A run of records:
— start —
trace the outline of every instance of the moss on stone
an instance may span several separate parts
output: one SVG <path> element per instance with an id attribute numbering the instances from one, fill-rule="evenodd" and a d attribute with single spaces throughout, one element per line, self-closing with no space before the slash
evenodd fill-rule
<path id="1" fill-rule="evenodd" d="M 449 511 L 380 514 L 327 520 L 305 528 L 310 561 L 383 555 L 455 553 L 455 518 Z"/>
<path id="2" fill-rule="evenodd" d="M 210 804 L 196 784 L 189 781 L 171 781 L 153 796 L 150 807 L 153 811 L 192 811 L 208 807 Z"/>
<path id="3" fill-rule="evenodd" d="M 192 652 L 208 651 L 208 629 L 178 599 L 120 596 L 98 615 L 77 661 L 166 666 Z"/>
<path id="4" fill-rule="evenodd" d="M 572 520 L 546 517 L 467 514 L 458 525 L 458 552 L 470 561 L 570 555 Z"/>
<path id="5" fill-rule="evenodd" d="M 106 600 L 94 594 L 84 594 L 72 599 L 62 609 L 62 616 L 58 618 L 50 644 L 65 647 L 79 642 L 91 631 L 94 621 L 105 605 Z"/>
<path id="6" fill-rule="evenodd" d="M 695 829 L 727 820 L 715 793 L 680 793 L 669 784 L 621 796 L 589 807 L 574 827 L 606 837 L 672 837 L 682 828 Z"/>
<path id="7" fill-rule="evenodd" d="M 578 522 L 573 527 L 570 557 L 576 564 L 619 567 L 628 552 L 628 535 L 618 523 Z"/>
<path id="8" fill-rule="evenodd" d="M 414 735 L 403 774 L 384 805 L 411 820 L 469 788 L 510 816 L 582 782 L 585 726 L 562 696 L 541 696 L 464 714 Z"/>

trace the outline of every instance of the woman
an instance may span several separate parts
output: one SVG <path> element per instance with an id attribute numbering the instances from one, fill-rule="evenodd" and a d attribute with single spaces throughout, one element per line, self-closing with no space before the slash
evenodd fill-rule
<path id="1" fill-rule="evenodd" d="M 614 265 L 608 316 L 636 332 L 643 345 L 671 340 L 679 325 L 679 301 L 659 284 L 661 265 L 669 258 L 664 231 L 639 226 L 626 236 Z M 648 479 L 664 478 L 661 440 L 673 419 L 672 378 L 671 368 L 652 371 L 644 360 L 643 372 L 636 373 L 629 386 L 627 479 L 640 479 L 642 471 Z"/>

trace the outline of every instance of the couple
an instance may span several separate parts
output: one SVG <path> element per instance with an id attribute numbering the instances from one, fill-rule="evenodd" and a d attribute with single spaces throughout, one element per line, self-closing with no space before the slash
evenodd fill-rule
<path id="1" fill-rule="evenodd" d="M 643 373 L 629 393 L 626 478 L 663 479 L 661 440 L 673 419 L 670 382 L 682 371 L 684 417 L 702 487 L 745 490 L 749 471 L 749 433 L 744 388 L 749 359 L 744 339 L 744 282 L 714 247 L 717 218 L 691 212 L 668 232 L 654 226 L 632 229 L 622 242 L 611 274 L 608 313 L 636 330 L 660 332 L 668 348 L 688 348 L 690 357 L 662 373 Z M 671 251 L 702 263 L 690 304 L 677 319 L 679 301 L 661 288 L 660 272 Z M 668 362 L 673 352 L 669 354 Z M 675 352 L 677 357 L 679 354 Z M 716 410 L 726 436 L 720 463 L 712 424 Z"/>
— end —
Return the whole listing exactly, with every line included.

*TASK ANSWER:*
trace the outline of every instance of the moss on stone
an instance may span several separate parts
output: one SVG <path> element per instance with an id attribute numbering the instances from one, fill-rule="evenodd" and a d attribute with single spaces throughout, one element per line, self-closing with no space before the slash
evenodd fill-rule
<path id="1" fill-rule="evenodd" d="M 449 511 L 380 514 L 327 520 L 305 528 L 310 561 L 383 555 L 455 553 L 455 518 Z"/>
<path id="2" fill-rule="evenodd" d="M 210 804 L 196 784 L 189 781 L 171 781 L 153 796 L 150 807 L 153 811 L 192 811 L 208 807 Z"/>
<path id="3" fill-rule="evenodd" d="M 192 652 L 208 651 L 208 629 L 178 599 L 120 596 L 98 615 L 77 661 L 166 666 Z"/>
<path id="4" fill-rule="evenodd" d="M 572 520 L 546 517 L 467 514 L 458 525 L 458 552 L 470 561 L 570 555 Z"/>
<path id="5" fill-rule="evenodd" d="M 106 600 L 94 594 L 84 594 L 72 599 L 62 609 L 62 616 L 58 618 L 50 644 L 65 647 L 79 642 L 91 631 L 94 621 L 105 605 Z"/>
<path id="6" fill-rule="evenodd" d="M 695 829 L 727 820 L 715 793 L 680 793 L 669 784 L 621 796 L 589 807 L 574 827 L 606 837 L 672 837 L 682 828 Z"/>
<path id="7" fill-rule="evenodd" d="M 578 522 L 573 527 L 570 557 L 576 564 L 619 567 L 628 552 L 628 535 L 618 523 Z"/>
<path id="8" fill-rule="evenodd" d="M 414 735 L 403 774 L 384 805 L 411 820 L 469 788 L 510 816 L 582 782 L 585 726 L 562 696 L 541 696 L 464 714 Z"/>

trace the outline of every instance of the woman
an instance may span several separate parts
output: one SVG <path> element per instance with an id attribute numbering the instances from one, fill-rule="evenodd" and a d attribute with single spaces throughout, one element per line, self-closing with no space before the slash
evenodd fill-rule
<path id="1" fill-rule="evenodd" d="M 614 265 L 608 316 L 636 332 L 643 345 L 671 340 L 679 325 L 679 301 L 659 284 L 661 265 L 669 258 L 664 231 L 639 226 L 626 236 Z M 648 479 L 664 478 L 661 440 L 673 419 L 672 378 L 671 368 L 652 371 L 644 360 L 643 372 L 636 373 L 629 386 L 627 479 L 640 479 L 642 471 Z"/>

trace the outline of every instance of the couple
an instance may span several separate parts
output: one SVG <path> element per instance with an id attribute numbering the instances from one, fill-rule="evenodd" and a d attribute with single spaces throughout, one element per line, self-closing with no space before the slash
evenodd fill-rule
<path id="1" fill-rule="evenodd" d="M 643 373 L 629 393 L 626 478 L 663 479 L 661 440 L 673 419 L 670 382 L 682 371 L 684 417 L 702 487 L 745 490 L 749 471 L 749 433 L 744 388 L 749 359 L 744 339 L 744 282 L 714 247 L 717 218 L 691 212 L 668 232 L 654 226 L 632 229 L 622 242 L 611 274 L 608 313 L 636 330 L 660 332 L 668 348 L 688 348 L 690 357 L 662 373 Z M 671 251 L 702 263 L 690 304 L 677 319 L 679 301 L 661 288 L 660 272 Z M 668 362 L 673 352 L 669 354 Z M 675 352 L 677 357 L 679 354 Z M 716 410 L 726 436 L 720 463 L 712 424 Z"/>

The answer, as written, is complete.